#### [Problem to work on]
Count every line in the data that contains the word "instance", then report that number alone.

+===+

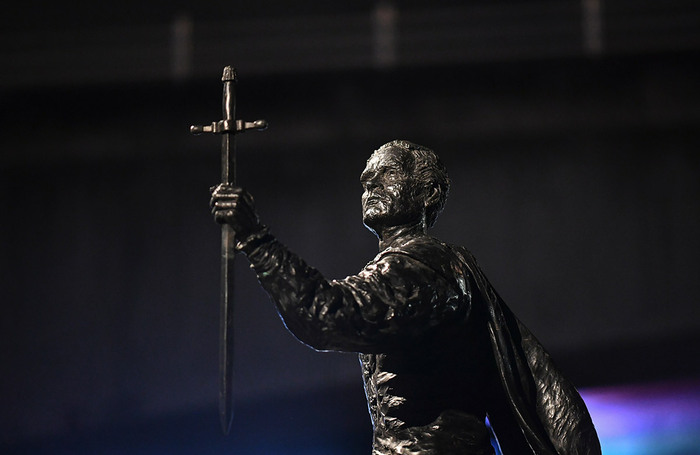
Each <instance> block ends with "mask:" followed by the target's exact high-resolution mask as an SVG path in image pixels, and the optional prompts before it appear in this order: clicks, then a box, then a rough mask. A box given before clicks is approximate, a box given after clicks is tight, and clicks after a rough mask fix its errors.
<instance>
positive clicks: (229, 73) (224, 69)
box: [221, 66, 238, 82]
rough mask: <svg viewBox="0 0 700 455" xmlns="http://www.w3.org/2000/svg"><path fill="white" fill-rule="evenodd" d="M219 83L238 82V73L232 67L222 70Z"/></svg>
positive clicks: (230, 66)
mask: <svg viewBox="0 0 700 455" xmlns="http://www.w3.org/2000/svg"><path fill="white" fill-rule="evenodd" d="M221 82H238V73H236V69H235V68H234V67H232V66H227V67H225V68H224V74H223V75H222V76H221Z"/></svg>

+===+

#### [Response area]
2